=== Available data ===

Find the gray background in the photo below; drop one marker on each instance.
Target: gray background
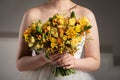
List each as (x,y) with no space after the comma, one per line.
(107,14)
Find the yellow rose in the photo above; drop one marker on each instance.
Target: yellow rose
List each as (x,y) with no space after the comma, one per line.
(75,41)
(78,28)
(71,32)
(72,21)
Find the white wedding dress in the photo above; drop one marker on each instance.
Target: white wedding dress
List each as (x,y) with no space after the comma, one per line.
(45,72)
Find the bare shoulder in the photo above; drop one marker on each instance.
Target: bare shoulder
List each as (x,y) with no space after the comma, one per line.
(34,13)
(83,11)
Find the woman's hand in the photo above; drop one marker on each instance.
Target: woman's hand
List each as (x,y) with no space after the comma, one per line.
(66,61)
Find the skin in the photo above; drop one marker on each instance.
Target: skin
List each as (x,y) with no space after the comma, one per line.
(25,61)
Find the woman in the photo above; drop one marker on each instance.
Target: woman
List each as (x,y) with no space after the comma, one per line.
(38,65)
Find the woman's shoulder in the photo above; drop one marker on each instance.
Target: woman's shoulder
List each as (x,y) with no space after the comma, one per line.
(83,11)
(34,13)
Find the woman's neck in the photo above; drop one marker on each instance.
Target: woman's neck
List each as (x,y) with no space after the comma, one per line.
(61,4)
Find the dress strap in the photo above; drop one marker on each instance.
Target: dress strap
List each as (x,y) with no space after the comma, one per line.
(72,8)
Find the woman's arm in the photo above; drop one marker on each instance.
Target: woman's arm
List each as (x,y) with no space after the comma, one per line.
(91,60)
(25,61)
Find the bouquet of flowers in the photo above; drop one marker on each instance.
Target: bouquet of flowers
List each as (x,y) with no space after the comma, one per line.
(57,33)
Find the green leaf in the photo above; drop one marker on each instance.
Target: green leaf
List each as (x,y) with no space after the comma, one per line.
(47,54)
(72,14)
(87,27)
(38,28)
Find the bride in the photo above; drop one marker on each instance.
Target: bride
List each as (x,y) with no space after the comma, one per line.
(40,68)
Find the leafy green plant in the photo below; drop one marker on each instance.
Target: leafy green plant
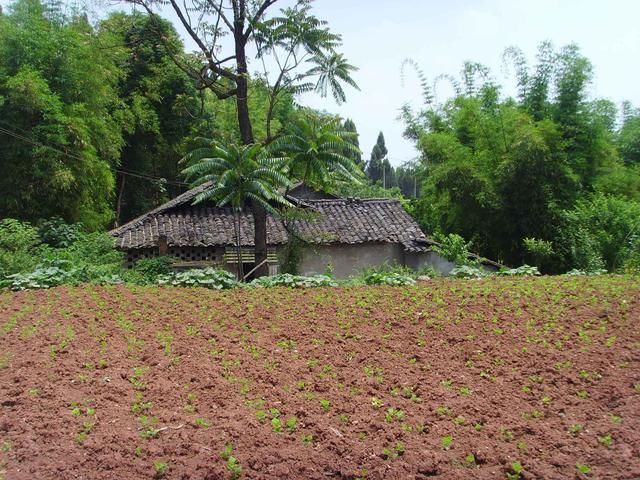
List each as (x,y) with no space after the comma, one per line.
(202,423)
(391,453)
(515,472)
(606,440)
(523,271)
(388,278)
(583,468)
(393,414)
(446,441)
(206,277)
(466,271)
(294,281)
(161,469)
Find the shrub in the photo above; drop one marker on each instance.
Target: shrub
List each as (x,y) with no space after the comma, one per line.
(41,277)
(20,247)
(388,278)
(454,248)
(57,233)
(601,233)
(147,270)
(523,271)
(466,271)
(579,273)
(205,277)
(294,281)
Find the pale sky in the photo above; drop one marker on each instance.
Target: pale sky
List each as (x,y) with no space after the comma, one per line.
(441,34)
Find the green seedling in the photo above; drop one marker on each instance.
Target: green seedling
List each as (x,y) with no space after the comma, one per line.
(391,453)
(515,471)
(583,468)
(576,428)
(446,442)
(393,414)
(507,435)
(606,440)
(292,424)
(234,467)
(202,423)
(161,469)
(276,425)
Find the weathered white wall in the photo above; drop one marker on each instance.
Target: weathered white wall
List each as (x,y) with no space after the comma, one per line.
(348,259)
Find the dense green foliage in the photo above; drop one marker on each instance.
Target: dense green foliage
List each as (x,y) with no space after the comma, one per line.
(59,118)
(549,168)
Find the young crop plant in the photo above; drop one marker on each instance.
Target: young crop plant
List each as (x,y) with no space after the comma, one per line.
(515,471)
(233,465)
(583,468)
(575,428)
(507,435)
(291,424)
(469,460)
(446,441)
(391,453)
(325,404)
(161,469)
(582,394)
(202,423)
(606,440)
(393,414)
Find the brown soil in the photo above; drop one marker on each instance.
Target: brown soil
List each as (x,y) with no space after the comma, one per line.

===

» **Given exercise**:
Substitute "place a single point" for "drop one marker" everywhere in the listing above and write all of it out again with nothing else changed. Leave the pictures out.

» **The result**:
Find the gray background in the photo below; place a single point on each instance.
Target: gray background
List each as (x,y) with no space after the comma, one per line.
(107,14)
Find the yellow rose in the photo above; place a single point on each instance.
Target: yellow rose
List each as (x,y) with no space after the comma, one per line.
(75,41)
(78,28)
(71,32)
(72,21)
Find the white wedding dress in the photo above; place a single point on each instance.
Target: white wedding dress
List each as (x,y) with no space after the comma, one per line.
(45,72)
Find the bare shoulder in the photo above; place a single point on each instance.
Target: bare shoulder
List each as (x,y) with no space after the comma, one per line.
(34,13)
(83,11)
Find the woman's hand in the photo above; place a single point on each instance.
Target: woman's hand
List each as (x,y) with no space after the comma, one per line.
(66,61)
Find the skin in the photo above; place a single point on each instance.
Target: skin
List each as (x,y) with no space after the comma, one per line.
(25,61)
Find the woman in the photo above; place a single point on each instance.
Target: woman
List each as (x,y) with no space after the comma, one per line.
(38,65)
Find the woman's shoulder in the photo above; place a single point on each instance.
Target: woman's shoulder
List each as (x,y) with no space after the comma, one per line.
(83,11)
(34,13)
Find the woman's neck in the photo above; place a single point on each instance.
Target: woman's neck
List each as (x,y) with no space after the comma, one per line.
(61,4)
Find the dress strap in the photo above; place a single point on each instance.
Target: dress strap
List each as (x,y) with no space after the comma, one per line.
(72,8)
Find the woman's arm in the photo above; place a single point on each instance.
Target: woman's arm
List each as (x,y) with no space after the comma, one per line.
(91,60)
(25,61)
Find the bouquet of flowers in the photo above; place a single point on each instance.
Target: bouquet of flowers
List each as (x,y) with no space after the comma, one per line.
(57,33)
Find the green leaf in the photo above; place a single point on each instance.
Target: green leaf
List each as (x,y) with no space after the comma, one per line.
(47,54)
(72,14)
(87,27)
(38,28)
Find the bride in the photo above; place a single point on each instance.
Target: bride
List each as (x,y) with no space after the comma, one per line.
(40,68)
Find the leafy green plant in the photo below; place a single point on each instance.
Target: leafy green plant
List each as (x,y) with no space after the comma, one per line.
(202,423)
(391,453)
(515,472)
(606,440)
(523,271)
(388,278)
(583,468)
(393,414)
(446,441)
(206,277)
(466,271)
(294,281)
(161,469)
Find the shrub in the photo above; place a single point on each instance.
Target: shrub
List each as (x,y) with no space after the comma, one per line.
(41,277)
(20,247)
(388,278)
(454,248)
(57,233)
(601,233)
(147,270)
(523,271)
(466,271)
(579,273)
(205,277)
(294,281)
Find the pale sky in the photo above; place a single point on each instance.
Target: pale sky
List each as (x,y) with no space after the comma, one per line.
(441,34)
Find the green seedling in the photo above; place a single point on each instance.
Target: green seedling
List each as (x,y) with no space after the comma, one per line.
(391,453)
(515,471)
(583,468)
(576,428)
(446,442)
(393,414)
(507,435)
(606,440)
(292,424)
(234,467)
(202,423)
(161,469)
(276,425)
Find the weathered white wall in the photo above; place a single point on each instance.
Target: weathered white wall
List each as (x,y) with no space after the comma, one per line.
(348,259)
Find the dense green foliage in the photo above; place a single point on each instance.
Target: dense green foliage
List each as (x,y) with no space after the comma, one per line.
(59,118)
(549,168)
Find the young crop plant in the photo above; place a single point on each instance.
Target: young crop plant
List each as (x,y) with no space after the comma, one per line.
(515,471)
(233,465)
(583,468)
(575,428)
(507,435)
(291,424)
(469,460)
(446,441)
(391,453)
(325,404)
(161,469)
(582,394)
(202,423)
(606,440)
(393,414)
Find the brown soil in the photo above; place a single point on each instance.
Target: brown soil
List each as (x,y) with no space after the comma, one per line.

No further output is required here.